Stored data entries:
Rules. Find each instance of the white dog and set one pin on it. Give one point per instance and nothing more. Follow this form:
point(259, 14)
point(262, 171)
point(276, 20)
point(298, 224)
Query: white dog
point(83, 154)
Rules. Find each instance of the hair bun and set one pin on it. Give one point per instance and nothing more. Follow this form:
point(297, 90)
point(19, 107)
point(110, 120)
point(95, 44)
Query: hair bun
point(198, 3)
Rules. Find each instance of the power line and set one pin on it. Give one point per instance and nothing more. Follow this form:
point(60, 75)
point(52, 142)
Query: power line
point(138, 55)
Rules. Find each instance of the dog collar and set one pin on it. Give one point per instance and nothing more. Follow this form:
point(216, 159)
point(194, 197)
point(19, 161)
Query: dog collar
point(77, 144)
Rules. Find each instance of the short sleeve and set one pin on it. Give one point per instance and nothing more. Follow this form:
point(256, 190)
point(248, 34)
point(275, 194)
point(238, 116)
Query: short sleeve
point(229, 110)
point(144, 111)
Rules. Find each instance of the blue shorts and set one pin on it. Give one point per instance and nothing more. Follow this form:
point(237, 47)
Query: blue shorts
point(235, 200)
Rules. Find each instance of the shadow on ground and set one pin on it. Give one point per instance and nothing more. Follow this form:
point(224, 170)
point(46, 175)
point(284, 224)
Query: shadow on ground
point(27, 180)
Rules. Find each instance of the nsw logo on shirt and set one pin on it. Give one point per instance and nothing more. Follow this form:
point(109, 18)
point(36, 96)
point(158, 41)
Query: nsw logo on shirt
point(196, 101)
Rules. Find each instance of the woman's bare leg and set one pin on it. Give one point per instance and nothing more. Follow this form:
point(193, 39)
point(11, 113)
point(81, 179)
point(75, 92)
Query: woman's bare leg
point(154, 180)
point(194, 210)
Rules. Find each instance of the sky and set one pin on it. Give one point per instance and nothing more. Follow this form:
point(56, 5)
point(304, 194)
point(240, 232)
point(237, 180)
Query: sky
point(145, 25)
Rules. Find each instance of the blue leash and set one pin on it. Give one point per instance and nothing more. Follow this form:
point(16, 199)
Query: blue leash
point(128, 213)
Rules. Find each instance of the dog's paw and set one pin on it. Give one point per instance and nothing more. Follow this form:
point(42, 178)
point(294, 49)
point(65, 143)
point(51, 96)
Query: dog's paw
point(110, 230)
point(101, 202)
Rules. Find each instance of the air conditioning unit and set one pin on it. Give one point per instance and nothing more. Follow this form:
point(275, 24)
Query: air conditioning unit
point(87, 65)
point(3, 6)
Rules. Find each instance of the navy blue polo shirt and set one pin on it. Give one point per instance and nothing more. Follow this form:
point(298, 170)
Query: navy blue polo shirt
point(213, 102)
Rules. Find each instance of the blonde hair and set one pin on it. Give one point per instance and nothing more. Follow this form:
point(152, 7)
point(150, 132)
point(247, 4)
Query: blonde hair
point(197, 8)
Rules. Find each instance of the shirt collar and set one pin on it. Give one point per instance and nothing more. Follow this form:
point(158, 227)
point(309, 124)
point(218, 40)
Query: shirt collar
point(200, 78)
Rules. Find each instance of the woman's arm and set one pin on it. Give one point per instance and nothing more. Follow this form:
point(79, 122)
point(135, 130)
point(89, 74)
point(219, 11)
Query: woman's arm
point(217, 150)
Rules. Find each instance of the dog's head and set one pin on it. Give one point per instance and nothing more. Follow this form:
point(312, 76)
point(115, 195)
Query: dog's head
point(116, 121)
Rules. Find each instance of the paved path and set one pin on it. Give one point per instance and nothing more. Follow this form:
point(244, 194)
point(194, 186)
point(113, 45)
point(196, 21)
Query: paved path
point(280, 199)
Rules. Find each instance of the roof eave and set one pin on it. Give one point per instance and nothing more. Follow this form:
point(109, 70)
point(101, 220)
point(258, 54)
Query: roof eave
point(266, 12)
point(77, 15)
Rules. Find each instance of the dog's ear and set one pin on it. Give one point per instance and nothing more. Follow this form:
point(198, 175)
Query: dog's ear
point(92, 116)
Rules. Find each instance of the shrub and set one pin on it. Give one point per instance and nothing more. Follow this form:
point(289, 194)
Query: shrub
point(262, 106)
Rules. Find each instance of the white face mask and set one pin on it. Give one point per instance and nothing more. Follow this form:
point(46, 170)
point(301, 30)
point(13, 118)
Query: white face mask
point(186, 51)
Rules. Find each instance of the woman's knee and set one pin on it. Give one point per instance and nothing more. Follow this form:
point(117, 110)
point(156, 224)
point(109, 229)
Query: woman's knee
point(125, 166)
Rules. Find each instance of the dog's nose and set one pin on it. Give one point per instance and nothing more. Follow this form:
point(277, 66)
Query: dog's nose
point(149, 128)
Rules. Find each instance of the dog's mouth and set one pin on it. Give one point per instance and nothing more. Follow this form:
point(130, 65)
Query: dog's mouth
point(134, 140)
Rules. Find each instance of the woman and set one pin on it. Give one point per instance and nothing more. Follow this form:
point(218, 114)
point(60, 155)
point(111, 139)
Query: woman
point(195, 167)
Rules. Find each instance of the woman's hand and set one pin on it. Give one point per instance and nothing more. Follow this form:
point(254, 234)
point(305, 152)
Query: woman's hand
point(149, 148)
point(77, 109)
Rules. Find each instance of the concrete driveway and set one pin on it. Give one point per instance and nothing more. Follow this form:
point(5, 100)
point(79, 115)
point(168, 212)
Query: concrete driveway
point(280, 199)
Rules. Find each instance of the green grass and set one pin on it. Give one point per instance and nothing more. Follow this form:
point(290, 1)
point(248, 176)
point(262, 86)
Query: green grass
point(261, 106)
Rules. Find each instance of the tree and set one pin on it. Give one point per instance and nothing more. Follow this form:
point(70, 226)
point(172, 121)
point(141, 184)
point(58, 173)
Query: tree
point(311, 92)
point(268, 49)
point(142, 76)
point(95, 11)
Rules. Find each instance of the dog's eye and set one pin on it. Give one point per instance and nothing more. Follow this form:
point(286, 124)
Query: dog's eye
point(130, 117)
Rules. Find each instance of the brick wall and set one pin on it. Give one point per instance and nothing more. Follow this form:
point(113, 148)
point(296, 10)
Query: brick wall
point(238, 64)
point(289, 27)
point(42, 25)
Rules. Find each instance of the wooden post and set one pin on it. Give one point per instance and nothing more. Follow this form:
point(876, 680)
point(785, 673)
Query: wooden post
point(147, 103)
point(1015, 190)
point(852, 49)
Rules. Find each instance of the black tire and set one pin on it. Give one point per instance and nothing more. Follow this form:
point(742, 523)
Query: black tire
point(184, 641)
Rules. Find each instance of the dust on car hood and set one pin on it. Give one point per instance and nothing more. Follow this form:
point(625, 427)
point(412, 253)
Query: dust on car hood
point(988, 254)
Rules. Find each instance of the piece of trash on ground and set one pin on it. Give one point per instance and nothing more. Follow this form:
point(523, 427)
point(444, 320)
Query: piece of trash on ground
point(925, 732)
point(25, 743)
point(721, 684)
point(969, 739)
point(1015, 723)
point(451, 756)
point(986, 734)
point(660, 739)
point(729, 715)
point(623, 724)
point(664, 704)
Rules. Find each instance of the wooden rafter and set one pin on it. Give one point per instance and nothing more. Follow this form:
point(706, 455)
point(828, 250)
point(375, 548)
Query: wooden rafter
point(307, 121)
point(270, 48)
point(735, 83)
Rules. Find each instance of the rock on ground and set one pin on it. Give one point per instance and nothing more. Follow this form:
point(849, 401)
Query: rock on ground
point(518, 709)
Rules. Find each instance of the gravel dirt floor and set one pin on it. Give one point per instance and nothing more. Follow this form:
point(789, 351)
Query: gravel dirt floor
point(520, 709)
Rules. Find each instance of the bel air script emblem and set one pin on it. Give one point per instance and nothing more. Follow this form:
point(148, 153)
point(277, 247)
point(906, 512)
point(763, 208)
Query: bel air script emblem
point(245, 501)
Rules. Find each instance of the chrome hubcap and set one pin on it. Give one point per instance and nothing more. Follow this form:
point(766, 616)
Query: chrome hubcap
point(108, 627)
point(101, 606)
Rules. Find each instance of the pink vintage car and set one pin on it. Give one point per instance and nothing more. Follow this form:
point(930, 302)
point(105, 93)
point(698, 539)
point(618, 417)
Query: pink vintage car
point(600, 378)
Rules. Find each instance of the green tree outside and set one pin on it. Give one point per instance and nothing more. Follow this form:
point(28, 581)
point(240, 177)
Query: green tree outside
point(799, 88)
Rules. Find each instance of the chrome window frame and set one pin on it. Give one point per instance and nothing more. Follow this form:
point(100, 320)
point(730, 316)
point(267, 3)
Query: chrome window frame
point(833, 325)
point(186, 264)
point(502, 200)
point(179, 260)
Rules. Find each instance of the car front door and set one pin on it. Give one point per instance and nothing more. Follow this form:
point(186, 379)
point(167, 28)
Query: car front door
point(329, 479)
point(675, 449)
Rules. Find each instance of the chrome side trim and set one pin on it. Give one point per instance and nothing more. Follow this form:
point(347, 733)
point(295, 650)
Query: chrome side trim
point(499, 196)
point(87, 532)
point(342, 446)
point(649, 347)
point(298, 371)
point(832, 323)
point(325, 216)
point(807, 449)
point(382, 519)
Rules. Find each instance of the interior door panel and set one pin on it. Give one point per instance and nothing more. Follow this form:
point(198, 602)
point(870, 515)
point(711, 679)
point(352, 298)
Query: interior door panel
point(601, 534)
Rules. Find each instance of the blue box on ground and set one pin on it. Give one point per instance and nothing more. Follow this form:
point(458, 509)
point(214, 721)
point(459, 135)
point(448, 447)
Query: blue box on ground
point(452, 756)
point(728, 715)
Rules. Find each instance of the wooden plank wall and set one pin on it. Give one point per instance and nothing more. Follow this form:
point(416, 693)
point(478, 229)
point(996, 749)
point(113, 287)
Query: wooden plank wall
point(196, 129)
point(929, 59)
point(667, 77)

*Objective*: Can you rewrite the rows from the first line through the line containing "point(144, 111)", both included, as a JSON list of strings with one string per line and blank lines left out?

*Completed task*:
[
  "Rules. Find each instance of the white dog and set one pin on it. Give one point per instance and nothing more. Follow this form:",
  "point(259, 14)",
  "point(262, 171)",
  "point(276, 20)",
  "point(298, 224)",
  "Query: white dog",
  "point(83, 154)",
  "Rules. Find each instance of the hair bun and set one pin on it. Give one point per instance and nothing more. Follow this form:",
  "point(297, 90)",
  "point(19, 107)",
  "point(110, 120)",
  "point(95, 44)",
  "Query: hair bun",
  "point(198, 3)",
  "Rules. Find each instance of the power line and set one pin on it. Give one point per instance and nothing more. Follow this form:",
  "point(60, 75)",
  "point(52, 142)",
  "Query: power line",
  "point(138, 55)",
  "Rules. Find each instance of the dog collar and set one pin on it. Give one point per instance and nothing more. Follow this form:",
  "point(216, 159)",
  "point(194, 197)",
  "point(19, 161)",
  "Query: dog collar",
  "point(77, 144)",
  "Rules. Find each instance of the short sleeve and set one pin on it. Give one point per instance and nothing more. Follow this form:",
  "point(256, 190)",
  "point(248, 34)",
  "point(275, 194)",
  "point(238, 116)",
  "Query: short sleeve",
  "point(229, 110)",
  "point(144, 111)"
]